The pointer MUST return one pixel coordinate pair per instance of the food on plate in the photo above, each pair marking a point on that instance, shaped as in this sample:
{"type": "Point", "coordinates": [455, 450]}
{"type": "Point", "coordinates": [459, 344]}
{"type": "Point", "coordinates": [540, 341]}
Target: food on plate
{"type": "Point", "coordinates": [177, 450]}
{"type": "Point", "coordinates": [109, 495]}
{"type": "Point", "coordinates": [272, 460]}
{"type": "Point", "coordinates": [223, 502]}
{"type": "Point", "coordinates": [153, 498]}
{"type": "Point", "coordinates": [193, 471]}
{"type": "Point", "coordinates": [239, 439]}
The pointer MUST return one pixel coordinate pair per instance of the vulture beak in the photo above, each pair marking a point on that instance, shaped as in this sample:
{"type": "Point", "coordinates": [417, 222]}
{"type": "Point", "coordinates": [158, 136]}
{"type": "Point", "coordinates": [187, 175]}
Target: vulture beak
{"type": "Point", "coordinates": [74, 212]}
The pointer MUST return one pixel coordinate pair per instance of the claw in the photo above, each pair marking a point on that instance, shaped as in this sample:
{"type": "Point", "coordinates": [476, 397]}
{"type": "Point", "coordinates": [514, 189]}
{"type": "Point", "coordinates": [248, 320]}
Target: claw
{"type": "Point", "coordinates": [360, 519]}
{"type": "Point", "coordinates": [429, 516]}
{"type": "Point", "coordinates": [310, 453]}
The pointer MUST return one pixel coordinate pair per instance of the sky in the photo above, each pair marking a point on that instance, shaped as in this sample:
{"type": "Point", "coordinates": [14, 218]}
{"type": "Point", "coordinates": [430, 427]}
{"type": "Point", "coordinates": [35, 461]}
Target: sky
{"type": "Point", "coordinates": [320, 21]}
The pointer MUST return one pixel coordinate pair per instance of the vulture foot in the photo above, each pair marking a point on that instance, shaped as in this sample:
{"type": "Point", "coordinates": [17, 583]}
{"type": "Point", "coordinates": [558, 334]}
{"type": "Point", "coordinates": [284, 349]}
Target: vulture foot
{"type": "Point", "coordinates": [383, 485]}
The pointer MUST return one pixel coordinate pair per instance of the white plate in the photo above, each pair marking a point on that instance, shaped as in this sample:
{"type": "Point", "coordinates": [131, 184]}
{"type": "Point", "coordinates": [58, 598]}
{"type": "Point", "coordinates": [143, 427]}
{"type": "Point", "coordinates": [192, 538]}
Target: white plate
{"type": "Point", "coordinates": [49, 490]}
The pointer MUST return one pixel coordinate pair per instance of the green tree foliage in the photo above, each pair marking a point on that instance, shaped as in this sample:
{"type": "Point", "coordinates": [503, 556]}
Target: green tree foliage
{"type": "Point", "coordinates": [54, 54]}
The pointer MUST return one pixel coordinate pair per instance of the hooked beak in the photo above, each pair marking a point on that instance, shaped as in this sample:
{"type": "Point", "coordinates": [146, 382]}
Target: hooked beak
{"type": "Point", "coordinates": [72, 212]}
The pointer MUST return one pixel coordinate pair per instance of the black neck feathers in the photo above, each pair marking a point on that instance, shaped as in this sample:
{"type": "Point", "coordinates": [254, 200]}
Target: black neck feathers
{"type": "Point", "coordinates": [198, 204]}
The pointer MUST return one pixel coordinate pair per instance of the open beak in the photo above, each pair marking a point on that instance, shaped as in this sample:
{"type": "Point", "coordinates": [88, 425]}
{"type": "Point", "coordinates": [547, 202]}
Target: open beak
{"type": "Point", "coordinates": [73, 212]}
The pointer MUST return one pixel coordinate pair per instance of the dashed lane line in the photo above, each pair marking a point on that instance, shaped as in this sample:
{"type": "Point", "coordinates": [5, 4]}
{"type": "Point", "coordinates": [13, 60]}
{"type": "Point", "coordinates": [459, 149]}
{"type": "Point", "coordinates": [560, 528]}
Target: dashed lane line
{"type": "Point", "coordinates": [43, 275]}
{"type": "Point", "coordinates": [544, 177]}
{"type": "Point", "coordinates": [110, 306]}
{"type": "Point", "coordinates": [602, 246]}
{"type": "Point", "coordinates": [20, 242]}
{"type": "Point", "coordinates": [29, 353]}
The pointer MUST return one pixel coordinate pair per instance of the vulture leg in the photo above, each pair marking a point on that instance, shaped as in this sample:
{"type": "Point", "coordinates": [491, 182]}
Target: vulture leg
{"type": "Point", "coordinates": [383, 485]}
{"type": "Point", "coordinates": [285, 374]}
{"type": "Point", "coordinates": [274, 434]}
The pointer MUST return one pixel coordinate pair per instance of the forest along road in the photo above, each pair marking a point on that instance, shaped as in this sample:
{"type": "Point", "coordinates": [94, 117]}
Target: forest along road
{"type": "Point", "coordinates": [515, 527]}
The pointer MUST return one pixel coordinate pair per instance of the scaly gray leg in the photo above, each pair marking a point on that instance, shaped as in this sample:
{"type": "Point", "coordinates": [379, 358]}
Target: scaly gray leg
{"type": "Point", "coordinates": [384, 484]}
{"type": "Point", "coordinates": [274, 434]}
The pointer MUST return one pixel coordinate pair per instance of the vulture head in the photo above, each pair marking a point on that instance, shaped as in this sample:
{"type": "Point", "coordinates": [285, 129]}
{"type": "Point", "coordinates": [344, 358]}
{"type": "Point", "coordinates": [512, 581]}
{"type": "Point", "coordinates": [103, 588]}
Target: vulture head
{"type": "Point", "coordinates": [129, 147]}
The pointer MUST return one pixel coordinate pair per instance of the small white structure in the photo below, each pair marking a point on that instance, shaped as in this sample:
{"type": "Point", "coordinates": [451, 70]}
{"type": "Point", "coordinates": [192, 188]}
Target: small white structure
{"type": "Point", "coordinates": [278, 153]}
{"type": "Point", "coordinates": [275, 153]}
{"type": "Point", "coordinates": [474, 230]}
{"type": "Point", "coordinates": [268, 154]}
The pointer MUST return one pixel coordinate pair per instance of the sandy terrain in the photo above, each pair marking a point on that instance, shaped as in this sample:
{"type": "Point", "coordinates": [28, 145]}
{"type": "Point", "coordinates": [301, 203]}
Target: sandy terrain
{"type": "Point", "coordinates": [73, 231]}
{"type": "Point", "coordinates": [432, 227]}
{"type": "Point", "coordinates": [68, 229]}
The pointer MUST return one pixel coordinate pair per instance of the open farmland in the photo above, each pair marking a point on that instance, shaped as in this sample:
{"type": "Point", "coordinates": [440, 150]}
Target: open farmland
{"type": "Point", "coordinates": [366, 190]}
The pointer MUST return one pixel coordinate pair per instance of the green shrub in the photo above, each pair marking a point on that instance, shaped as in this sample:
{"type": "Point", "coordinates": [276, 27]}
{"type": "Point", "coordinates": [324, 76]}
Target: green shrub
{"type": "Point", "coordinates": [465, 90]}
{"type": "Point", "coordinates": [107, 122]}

• How to complete this task: In the data above, which lines lie between the line with "Target: claw" and the line with "instance of the sky", inclusive? Print those lines exactly and nothing else.

• Task answer:
Target: claw
{"type": "Point", "coordinates": [360, 519]}
{"type": "Point", "coordinates": [429, 516]}
{"type": "Point", "coordinates": [310, 453]}
The pointer MUST return one pixel coordinate pair per instance of the sky in the photo above, each pair marking a point on that instance, shaped as in this sample:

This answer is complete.